— Brief —
Put every line of the listing below into a JSON list of strings, one string per line, and leave out any blank lines.
___ Records provided
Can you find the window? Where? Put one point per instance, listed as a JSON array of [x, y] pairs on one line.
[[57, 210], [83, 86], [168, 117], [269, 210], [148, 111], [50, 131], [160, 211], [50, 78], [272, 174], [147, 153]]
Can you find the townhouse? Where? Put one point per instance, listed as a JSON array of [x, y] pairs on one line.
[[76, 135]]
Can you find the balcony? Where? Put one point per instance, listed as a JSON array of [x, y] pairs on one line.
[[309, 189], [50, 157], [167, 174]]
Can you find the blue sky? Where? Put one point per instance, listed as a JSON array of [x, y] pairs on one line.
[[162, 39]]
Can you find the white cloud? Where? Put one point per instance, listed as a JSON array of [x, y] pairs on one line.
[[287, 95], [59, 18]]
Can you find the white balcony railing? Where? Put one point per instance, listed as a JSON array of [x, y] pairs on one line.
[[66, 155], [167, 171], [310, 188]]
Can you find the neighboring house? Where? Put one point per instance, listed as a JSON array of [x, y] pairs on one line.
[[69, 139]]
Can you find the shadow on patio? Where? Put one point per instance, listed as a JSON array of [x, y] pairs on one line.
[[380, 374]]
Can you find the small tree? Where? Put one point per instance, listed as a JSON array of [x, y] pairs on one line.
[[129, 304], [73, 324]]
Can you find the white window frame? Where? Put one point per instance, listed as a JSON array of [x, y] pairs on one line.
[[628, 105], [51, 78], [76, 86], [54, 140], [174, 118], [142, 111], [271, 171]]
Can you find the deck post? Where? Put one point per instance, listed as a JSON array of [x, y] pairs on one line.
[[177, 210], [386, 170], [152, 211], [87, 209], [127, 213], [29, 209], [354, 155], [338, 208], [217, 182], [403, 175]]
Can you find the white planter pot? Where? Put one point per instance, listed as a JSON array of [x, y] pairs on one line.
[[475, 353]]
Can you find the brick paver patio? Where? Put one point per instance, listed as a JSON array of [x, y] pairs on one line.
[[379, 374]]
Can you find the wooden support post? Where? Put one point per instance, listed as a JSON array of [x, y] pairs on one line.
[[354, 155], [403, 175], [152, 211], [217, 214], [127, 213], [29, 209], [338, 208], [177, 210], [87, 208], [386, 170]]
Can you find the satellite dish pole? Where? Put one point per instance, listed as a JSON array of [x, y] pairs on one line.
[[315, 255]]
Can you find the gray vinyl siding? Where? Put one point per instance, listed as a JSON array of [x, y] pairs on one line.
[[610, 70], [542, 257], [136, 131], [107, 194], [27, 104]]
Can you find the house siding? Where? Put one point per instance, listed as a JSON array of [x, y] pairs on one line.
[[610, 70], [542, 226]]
______
— Answer to the problem —
[
  "Can you find the window? Where? Put one point per instance, listed as a JSON array of [x, y] pairs on one line.",
  "[[57, 210], [83, 86], [168, 117], [269, 210], [148, 111], [50, 131], [160, 211], [50, 78], [272, 174], [147, 153]]",
  "Can you find the townhouse? Where? Put one point per instance, listed as a JSON array of [x, y] pairs on one line.",
  "[[76, 135]]",
  "Can you find the balcony? Where? Put one point per instance, listed as a JSON array of [x, y] pairs on one line.",
  "[[309, 189], [50, 157], [167, 174]]",
  "Can you find the blue sky? Where? Put one point per instance, listed as a JSON array of [x, y] pairs on one line.",
  "[[162, 39]]",
  "Can you find the white cloud? Where? Put one point per instance, listed as a JSON array of [x, y] pairs on one line.",
  "[[287, 95], [59, 18]]",
  "Can you find the white balcony railing? Where? Put one point per instance, listed as a JSON array of [x, y] pairs on one line.",
  "[[66, 155], [167, 171], [310, 188]]",
  "Can you find the neighboring house? Where? Put one point per instance, listed as a JSON array of [x, y] pairs on one line.",
  "[[69, 139]]",
  "Can you find the shadow on patio? Where? Put one point per instance, listed as a JSON array of [x, y] pairs on one line.",
  "[[380, 374]]",
  "Can you find the small tree? Where? Put one point per instance, listed as a JSON array of [x, y] pairs on one line.",
  "[[129, 304], [73, 324]]",
  "Can you find the white window frame? Where? Put one point per instance, listed as a JSON array of [x, y] pairs on one line.",
  "[[628, 105], [51, 78], [76, 86], [54, 140], [174, 118], [142, 111], [271, 171]]",
  "Can you find the deck post? Where? Put one point per instance, listed as a JSON array of [x, y] pairs on one line.",
  "[[177, 210], [386, 170], [152, 211], [87, 209], [127, 213], [29, 209], [354, 155], [338, 208], [217, 182], [403, 175]]",
  "Can you find the white planter pot? Where? Put one point per instance, listed as a JSON array of [x, y] pairs on one line.",
  "[[475, 353]]",
  "Can you find the brick paver patio? Where? Put one point per instance, listed as a JSON array of [x, y] pairs on one line.",
  "[[379, 374]]",
  "Can you find the wooden support post? Where? Put one point per instance, listed as a JSON array of [x, y] pairs on one line.",
  "[[354, 155], [403, 175], [152, 211], [217, 214], [127, 213], [29, 209], [338, 208], [177, 210], [87, 208], [386, 170]]",
  "Can you find the satellite dish pole? Where? Put one point per instance, listed as a JSON array of [x, y] pairs on one line.",
  "[[315, 255]]",
  "Can you find the gray vinyl siding? Where? Put one point per instance, listed as a JSON array of [x, y] pairs on one line.",
  "[[610, 70], [542, 257], [136, 131], [107, 194], [27, 104]]",
  "Can you find the house siding? Where? Put one point per instance, listed as a JSON array of [x, y] pairs on one line.",
  "[[610, 70], [542, 226]]"
]